#### Exercise aim:
Retype the records below line for line, keeping every character as it appears.

#### Available records:

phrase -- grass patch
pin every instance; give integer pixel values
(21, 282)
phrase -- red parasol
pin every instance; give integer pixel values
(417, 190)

#### Answer to the task:
phrase -- grass patch
pin every instance; give integer pixel values
(21, 282)
phrase -- red parasol
pin every instance; give integer pixel values
(417, 190)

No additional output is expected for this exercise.